**CONSIGNES**
(1) D'après le texte sur la Saint-Valentin, qu'aviez-vous appris l'année dernière ?
(2) Extrayez du texte sur la Saint-Valentin le passage qui débute aux mots « Nous voilà donc » et se termine après « propres est autorisé) ».

**TEXTE EXTRAIT**
============
Nous voilà donc à la Saint Valentin. L'année dernière, vous aviez appris comment déclarer votre flamme à l'économiste de vos rêves. Depuis, la crise a ébranlé vos certitudes, et vous êtes revenu à la raison : c'est désormais un beau/une belle sociologue que vous courtisez. Voici donc quelques façons de lui faire part de votre sentiment si doux (et ne vous avisez pas de switcher pour un(e) politiste l'année prochaine, ou ça va mal finir).
Tu es mon pygmalion/ma pygmalionne (oui, en sociologie, mettre au féminin des noms propres est autorisé)
============
**LIGNES DE DONNÉES**
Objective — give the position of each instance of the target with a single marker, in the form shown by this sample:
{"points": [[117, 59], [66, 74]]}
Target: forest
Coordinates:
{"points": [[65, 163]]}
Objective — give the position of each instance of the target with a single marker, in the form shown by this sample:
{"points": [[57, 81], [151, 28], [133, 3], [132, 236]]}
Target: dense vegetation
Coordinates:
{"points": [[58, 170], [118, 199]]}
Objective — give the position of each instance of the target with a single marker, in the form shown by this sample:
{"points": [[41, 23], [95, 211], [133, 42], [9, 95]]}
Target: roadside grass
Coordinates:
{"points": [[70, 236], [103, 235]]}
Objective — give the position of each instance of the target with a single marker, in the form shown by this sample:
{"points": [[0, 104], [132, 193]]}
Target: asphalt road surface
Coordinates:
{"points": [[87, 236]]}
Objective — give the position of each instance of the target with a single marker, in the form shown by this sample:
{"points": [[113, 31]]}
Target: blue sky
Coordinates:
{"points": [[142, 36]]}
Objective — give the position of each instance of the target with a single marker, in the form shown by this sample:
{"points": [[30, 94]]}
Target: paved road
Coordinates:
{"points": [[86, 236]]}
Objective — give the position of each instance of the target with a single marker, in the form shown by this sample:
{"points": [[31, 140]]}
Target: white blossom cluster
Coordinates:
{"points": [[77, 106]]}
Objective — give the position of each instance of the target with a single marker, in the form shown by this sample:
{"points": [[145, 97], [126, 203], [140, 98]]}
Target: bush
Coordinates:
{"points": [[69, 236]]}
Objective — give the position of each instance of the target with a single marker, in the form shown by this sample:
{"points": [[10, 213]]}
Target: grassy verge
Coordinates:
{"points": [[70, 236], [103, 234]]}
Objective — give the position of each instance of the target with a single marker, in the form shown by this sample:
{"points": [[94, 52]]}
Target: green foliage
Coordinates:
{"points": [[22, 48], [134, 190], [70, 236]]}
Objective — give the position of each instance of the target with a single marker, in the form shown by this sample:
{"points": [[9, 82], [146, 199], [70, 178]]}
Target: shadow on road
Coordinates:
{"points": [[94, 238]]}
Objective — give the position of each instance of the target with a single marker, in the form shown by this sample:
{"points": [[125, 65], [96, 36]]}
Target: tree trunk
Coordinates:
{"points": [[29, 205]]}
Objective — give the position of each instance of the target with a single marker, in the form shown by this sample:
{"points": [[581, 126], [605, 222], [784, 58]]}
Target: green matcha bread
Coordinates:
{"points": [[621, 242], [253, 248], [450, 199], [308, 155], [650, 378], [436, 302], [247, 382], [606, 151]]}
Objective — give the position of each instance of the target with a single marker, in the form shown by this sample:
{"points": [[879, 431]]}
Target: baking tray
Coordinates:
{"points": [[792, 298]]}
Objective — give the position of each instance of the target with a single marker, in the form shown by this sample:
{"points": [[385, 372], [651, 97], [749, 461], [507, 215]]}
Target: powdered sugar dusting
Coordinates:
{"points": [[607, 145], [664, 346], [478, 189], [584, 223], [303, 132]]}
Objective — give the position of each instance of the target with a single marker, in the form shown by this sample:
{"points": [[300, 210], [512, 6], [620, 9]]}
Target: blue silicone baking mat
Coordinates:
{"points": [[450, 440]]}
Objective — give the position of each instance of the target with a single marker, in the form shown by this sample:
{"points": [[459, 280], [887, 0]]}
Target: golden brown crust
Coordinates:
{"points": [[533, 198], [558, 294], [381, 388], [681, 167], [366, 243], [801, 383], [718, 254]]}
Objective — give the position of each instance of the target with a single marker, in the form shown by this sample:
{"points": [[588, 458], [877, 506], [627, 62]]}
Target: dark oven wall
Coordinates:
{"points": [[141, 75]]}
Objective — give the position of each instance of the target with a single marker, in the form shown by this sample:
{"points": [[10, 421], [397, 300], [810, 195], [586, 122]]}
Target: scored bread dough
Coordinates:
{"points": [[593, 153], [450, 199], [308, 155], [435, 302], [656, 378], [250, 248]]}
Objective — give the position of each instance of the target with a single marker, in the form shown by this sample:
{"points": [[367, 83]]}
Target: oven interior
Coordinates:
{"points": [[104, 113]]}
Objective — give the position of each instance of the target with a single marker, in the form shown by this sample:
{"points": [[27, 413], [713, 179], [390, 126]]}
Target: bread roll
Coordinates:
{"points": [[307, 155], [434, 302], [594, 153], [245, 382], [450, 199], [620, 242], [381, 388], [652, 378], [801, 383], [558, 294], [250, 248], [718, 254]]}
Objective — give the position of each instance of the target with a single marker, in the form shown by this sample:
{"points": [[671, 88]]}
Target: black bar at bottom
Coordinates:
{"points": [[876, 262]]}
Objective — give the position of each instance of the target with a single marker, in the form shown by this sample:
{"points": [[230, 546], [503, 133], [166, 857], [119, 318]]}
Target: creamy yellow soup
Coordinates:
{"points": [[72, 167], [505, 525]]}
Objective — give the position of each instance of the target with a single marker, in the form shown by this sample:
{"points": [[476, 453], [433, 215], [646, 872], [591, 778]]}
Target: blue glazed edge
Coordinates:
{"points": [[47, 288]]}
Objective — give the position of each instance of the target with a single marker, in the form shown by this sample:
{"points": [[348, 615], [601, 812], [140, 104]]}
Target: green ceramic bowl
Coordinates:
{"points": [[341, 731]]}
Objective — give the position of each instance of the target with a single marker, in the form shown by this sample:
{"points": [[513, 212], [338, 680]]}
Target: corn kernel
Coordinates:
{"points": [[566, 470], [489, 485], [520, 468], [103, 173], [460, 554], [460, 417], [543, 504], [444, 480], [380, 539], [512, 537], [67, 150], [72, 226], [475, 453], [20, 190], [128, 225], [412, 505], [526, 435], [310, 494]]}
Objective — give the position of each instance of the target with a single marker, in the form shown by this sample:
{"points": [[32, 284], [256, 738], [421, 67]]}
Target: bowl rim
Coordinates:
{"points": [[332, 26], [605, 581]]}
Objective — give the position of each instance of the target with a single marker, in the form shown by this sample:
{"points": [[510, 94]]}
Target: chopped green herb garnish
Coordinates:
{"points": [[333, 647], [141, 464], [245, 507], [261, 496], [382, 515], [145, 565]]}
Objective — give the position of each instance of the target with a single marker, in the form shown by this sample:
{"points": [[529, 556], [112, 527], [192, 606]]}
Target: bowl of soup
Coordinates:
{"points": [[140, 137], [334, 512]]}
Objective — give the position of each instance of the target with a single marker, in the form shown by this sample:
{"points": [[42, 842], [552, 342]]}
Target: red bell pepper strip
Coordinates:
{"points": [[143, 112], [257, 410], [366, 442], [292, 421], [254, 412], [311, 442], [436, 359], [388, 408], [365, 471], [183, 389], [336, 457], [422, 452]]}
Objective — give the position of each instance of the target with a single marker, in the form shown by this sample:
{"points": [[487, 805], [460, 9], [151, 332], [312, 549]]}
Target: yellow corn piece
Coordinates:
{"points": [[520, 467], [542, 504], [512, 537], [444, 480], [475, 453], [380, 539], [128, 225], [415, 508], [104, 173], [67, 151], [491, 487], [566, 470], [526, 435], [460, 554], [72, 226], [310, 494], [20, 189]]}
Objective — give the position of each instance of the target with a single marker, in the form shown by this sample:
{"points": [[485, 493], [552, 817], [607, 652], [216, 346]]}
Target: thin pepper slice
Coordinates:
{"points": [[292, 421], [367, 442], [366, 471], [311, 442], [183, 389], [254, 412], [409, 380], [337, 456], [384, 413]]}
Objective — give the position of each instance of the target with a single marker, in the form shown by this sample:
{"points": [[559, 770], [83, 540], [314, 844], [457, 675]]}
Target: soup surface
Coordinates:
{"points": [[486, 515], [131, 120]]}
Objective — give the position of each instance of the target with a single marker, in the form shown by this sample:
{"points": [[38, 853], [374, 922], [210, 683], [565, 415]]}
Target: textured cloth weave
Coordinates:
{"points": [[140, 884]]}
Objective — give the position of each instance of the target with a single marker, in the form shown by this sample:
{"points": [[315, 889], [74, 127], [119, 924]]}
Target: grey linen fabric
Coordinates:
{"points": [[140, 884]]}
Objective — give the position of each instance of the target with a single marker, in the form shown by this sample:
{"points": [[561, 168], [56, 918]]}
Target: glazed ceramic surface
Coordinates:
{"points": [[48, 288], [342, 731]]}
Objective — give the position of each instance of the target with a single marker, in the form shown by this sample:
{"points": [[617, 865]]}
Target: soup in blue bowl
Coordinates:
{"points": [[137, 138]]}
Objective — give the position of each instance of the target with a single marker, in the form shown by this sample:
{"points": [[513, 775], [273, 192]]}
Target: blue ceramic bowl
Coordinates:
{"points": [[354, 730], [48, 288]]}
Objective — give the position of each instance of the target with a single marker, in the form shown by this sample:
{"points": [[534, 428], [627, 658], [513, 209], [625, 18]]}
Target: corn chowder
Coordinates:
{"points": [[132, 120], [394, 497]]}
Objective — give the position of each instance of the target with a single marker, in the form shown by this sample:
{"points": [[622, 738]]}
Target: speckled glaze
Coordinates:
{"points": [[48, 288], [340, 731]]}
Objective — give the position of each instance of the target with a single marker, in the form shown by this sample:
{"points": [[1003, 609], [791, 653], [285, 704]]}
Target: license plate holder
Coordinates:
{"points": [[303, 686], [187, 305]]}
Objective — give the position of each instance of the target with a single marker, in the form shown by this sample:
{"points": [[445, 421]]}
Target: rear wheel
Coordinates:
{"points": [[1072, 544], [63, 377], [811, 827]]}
============
**RÉPONSES**
(1) Comment déclarer votre flamme à l'économiste de vos rêves.

(2)
Nous voilà donc à la Saint Valentin. L'année dernière, vous aviez appris comment déclarer votre flamme à l'économiste de vos rêves. Depuis, la crise a ébranlé vos certitudes, et vous êtes revenu à la raison : c'est désormais un beau/une belle sociologue que vous courtisez. Voici donc quelques façons de lui faire part de votre sentiment si doux (et ne vous avisez pas de switcher pour un(e) politiste l'année prochaine, ou ça va mal finir).
Tu es mon pygmalion/ma pygmalionne (oui, en sociologie, mettre au féminin des noms propres est autorisé)